_Stated task a:_ Reproduce the records below, which follow the review of screenwriting seminars, line for line, and leave the pictures out of your output.

In Mckee's scene-by-scene analysis and thematic analysis of Casablanca, he illuminates great subtext and clearly shows how a popular entertainment form can rise to the levels of great art. This analysis was on par with the best analyses I have seen in even graduate-level film classes. Granted, as Richard Walter points out, the analysis may not have helped Julius and Philip Epstein and Howard Koch write the script to Casablanca, but if it can give young writers an appreciation of the artistic level to which our craft can rise (without sacrificing any commercial or storytelling aspects), then kudos to Bobby.
Jeff Kitchen, like Mckee, approaches story from the perspective of a classical dramaturg. He also begins with Aristotle but ends with a mostly unknown turn-of-the-century playwriting teacher, William Thompson Price, founder of The American School of Playwriting. Using Price's work, Kitchen's applies principles of rhetoric and dilemma to structure.
Whereas most other teachers' approach to dilemma is limited to the paradigmatic axis (individual moments), Jeff's concept of dilemma on the syntagmatic axis (structural) is difficult but profound material. Instead of just considering a scene where a character has a dilemma (two equally unacceptable choices) and a difficult choice to make, Kitchen shows how a dramatic script should boil down to one central dilemma for the protagonist. For instance, in The Godfather, Michael's dilemma is that although it is unacceptable to sacrifice his happiness and peaceful life by getting involved with the family crime business, it is equally unacceptable to allow the family to be destroyed by his noninvolvement, as it is becoming increasingly apparent that he is the only one capable of running the business properly.
Kitchen (correctly so) believes that although this is a powerful tool, it is material that may take a long time to sink in. Therefore, he offers a specialized, yet optional, one-day Hands-On Sunday session ($150) where students work with him to apply his tools to their own work.
Besides the structural use of dilemma and Central Proposition, Kitchen offers another structure tool: Sequence, Proposition, Plot. This tool uses reverse causality and backward plotting to effectively eliminate all unnecessary scenes. I won't try to explain it here, but it's a lifesaver if you have ever found yourself “here” in your script and needed logically to get yourself “there.”
To Kitchen's credit, he is the first person who demonstrates a concrete usage for the 39 Dramatic Situations. Whereas David Freeman mostly dismisses the 39 Dramatic Situations by asserting that they don't fit most stories, Kitchen takes the logical and creative jump to taking the word “situation” literally and using them to brainstorm, not necessarily plots, but themes, scenes, subplots and characters.
Although much of Kitchen's class services advanced writers, there is an aspect that would really appeal to young writers. At the end of the seminar, Kitchen literally opens up his notebook to show you his specific method (an application of his theoretical tools) of writing. This may really help a beginner who is still trying to establish a concrete writing method or perhaps an intermediate writer who has had a script fall apart in the middle pages.
Kitchen's emphasis on structure makes his seminar almost antithesis of and, therefore, a complement to David Freeman's seminar. Freeman's “Beyond Structure” class, self-billed as the next logical step to McKee, has the unique designation that it dwells least on structure than any of these other classes.

_Stated task b:_ Continue the review of screenwriting seminars from where it stops.

_Extracted information:_
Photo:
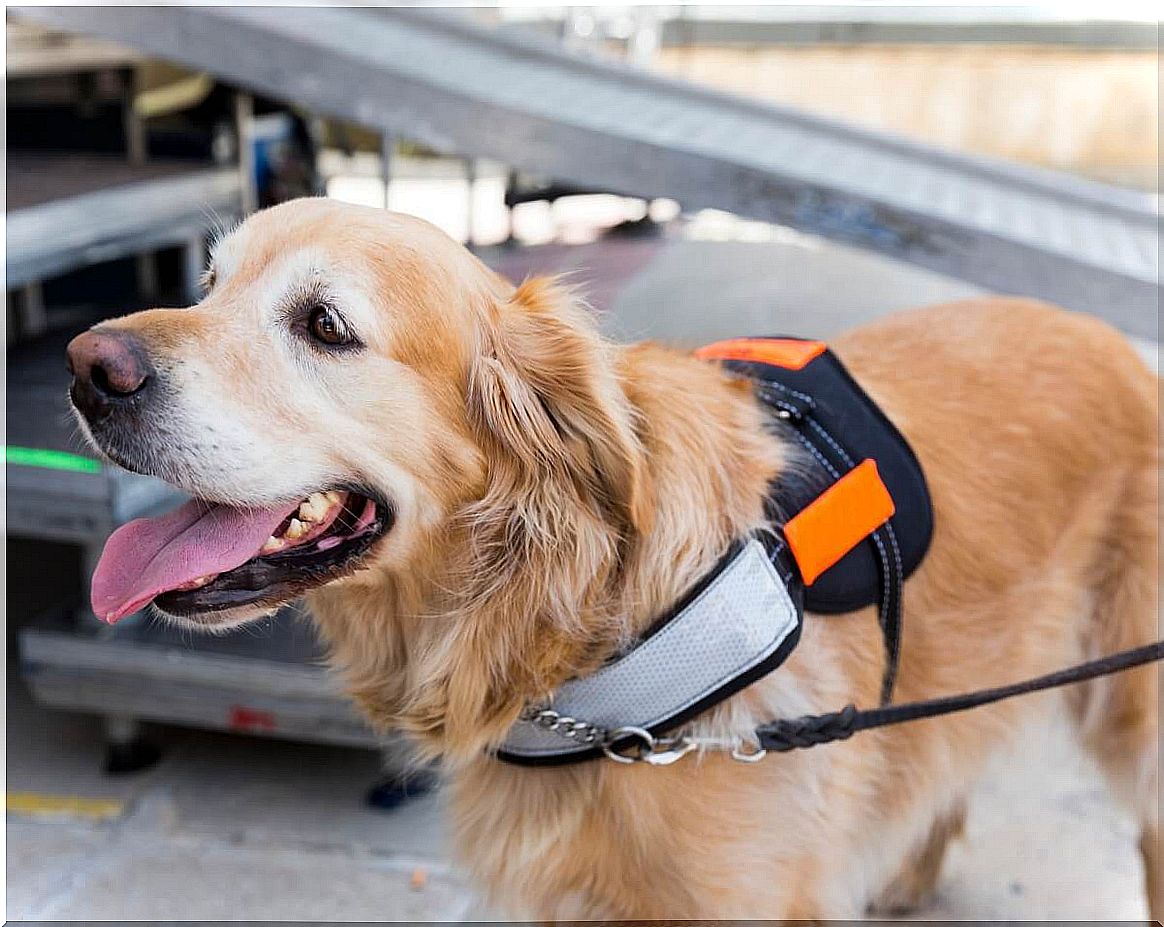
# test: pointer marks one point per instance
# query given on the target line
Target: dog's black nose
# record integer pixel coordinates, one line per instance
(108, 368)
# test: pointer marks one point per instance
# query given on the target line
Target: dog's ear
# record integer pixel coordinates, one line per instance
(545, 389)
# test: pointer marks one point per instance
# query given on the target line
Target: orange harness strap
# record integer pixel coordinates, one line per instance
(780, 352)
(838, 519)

_Reply a:_
Photo:
# test: pointer marks one point per instance
# query given on the target line
Target: dog's black nose
# record integer pixel coordinates, one line per instance
(108, 368)
# test: pointer marks one point per instance
# query given on the target line
Target: dog's ear
# record integer pixel coordinates, one line per instance
(545, 389)
# test: pointer marks one point per instance
# query given on the target line
Target: orange harness strap
# record integer pixel coordinates, one line per instance
(780, 352)
(838, 519)

_Reply b:_
Freeman introduces his students to exhaustive lists of scene-sculpting techniques, plot twists, dialogue tips, rooting techniques and character arcs (to name only some), and supplies clear examples illustrating each of them. He tries to raise his students writing up to, in his own words, “the next level.” Freeman provides numerous tools for making great dialogue and helping expand the dimension and depth of characters and scenes. His approach is anti-intellectual (not anti-intelligent) in that the names and the descriptions of these techniques are devoid of pretentious theory.
Freeman's approach to teaching dialogue differs from McKee's. McKee approaches the topic via structure. McKee argues that knowing the beats/structure of your scene frees you to write great dialogue. Not until you know exactly what subtext your dialogue needs to convey, are you free to be creative and come up with great lines. Freeman's approach relies more on describing and examining recurring patterns and characteristics of good dialogue. A few of the over twenty techniques he names are: “Dropping the first word of a speech”; “A character may start speaking on a tangent”; “A character may have different ways of speaking around different people.” (Imagine the difference between recounting your hot date to your mom as opposed to your best same-sex friend.)
For every one of the techniques he names, Freeman presents a lucid example; his snippets of television dialogue are exceptionally well chosen. I wish he would have touched on the subject of whether or not film dialogue has slightly different requirements than dialogue for television.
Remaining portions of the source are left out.